Set of tasks:
A) From the abstract on VEGF in bone regeneration, return the passage starting at "Background: To achieve" and ending at "review from 2008.".
B) According to the abstract on VEGF in bone regeneration, how many years of in vivo bone regeneration work does the systematic review cover?
C) Write what comes next in the abstract on VEGF in bone regeneration, picking up after its final sentence.
··· Source extract
Background: To achieve optimal bone formation one of the most influential parameters has been mentioned to be adequate blood supply. Vascular endothelial growth factor (VEGF) is hereby of particular interest in bone regeneration, because of its primary ability to induce neovascularization and chemokine affection for endothelial cells (EC), and is considered to be the main regulator of vascular formation. However, the growth factor has yet to be implemented in a clinical setting in orthopaedic intervention surgery. We hypothesised that the development of VEGF in vivo for bone formation in the last decade had progressed towards clinical application since the latest systematic review from 2008.
Objective: This systematic review recapped the last 13 years of in vivo bone regeneration using vascular endothelial growth factor (VEGF).
······
··· Given entries
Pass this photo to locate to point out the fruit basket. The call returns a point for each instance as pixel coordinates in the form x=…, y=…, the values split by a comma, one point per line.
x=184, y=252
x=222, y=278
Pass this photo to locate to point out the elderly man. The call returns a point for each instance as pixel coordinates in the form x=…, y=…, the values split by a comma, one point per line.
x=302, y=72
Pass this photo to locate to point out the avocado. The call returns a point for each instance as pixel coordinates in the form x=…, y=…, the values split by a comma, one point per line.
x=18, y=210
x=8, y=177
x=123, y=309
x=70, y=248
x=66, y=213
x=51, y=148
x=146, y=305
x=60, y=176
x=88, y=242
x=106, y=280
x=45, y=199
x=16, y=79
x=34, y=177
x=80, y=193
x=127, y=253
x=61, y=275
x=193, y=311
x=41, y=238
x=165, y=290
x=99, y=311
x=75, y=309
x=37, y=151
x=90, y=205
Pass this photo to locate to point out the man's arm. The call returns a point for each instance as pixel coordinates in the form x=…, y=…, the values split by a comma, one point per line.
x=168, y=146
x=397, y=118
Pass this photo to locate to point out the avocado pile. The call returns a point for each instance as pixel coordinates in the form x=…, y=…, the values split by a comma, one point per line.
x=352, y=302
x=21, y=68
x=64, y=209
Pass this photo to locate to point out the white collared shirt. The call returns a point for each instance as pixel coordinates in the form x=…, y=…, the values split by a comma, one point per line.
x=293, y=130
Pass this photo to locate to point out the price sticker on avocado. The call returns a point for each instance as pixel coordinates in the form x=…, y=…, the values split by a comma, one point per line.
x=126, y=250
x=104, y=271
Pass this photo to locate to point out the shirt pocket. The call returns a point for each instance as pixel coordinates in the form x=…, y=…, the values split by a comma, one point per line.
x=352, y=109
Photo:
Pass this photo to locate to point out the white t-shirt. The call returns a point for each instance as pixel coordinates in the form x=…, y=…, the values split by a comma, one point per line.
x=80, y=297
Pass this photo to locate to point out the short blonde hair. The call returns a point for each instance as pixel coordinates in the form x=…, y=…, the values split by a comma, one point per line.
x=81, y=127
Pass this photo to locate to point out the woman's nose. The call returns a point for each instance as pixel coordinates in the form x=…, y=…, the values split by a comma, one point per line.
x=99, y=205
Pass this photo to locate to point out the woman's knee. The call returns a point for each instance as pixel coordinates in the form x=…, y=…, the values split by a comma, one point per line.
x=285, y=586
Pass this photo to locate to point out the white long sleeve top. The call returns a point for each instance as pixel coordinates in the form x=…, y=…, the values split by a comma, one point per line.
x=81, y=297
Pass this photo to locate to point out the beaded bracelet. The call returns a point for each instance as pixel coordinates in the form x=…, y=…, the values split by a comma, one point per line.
······
Numbered answers:
A)
Background: To achieve optimal bone formation one of the most influential parameters has been mentioned to be adequate blood supply. Vascular endothelial growth factor (VEGF) is hereby of particular interest in bone regeneration, because of its primary ability to induce neovascularization and chemokine affection for endothelial cells (EC), and is considered to be the main regulator of vascular formation. However, the growth factor has yet to be implemented in a clinical setting in orthopaedic intervention surgery. We hypothesised that the development of VEGF in vivo for bone formation in the last decade had progressed towards clinical application since the latest systematic review from 2008.

B) The last 13 years.

C)
Method: A total of 1374 articles were identified using the PubMed search string (vegf or "vascular endothelial growth factor") and (osteogen∗ or "bone formation" or "bone regeneration"). By 3 selection phases 24 published articles were included by the criteria of being in vivo, using only VEGF for bone formation, published after 2007 and written in English. Articles in vitro, written in different languages than English and older than 2007 was excluded. The most recent systematic review on this subject was published in 2008, with the latest included study from 01 to 11-2007. All included studies were classified based on animal, type of defect, scaffold, control group, type of VEGF, release rate, dosage of VEGF, time of evaluation and results. Each study was evaluated for risk of bias by modified CAMARADES quality assessment for the use in experimental animal studies. The score was calculated by peer review journal publication, use of control group, randomisation of groups, justified VEGF dosage, blinding of results, details on animal model, sample size calculation, comply with ethics and no conflict of interest.
Results: No clinical trials or human application studies were obtained from our search. Experimentally, 11 articles using solely VEGF for bone formation had a group or a timepoint significantly better than the corresponding control group. 18 articles revealed no significant difference of VEGF compared to the control group and 1 article reported a significant decreased bone growth using VEGF compared to control.
Conclusion: Based on these results no clinical studies have yet been performed. However, indications in the best use of VEGF from experimental studies could be made towards that the optimal release is within the first three weeks, in defect models, with the best effect before eight weeks. Future designs should incorporate this with standardised and reproducible models for verification towards clinical practice.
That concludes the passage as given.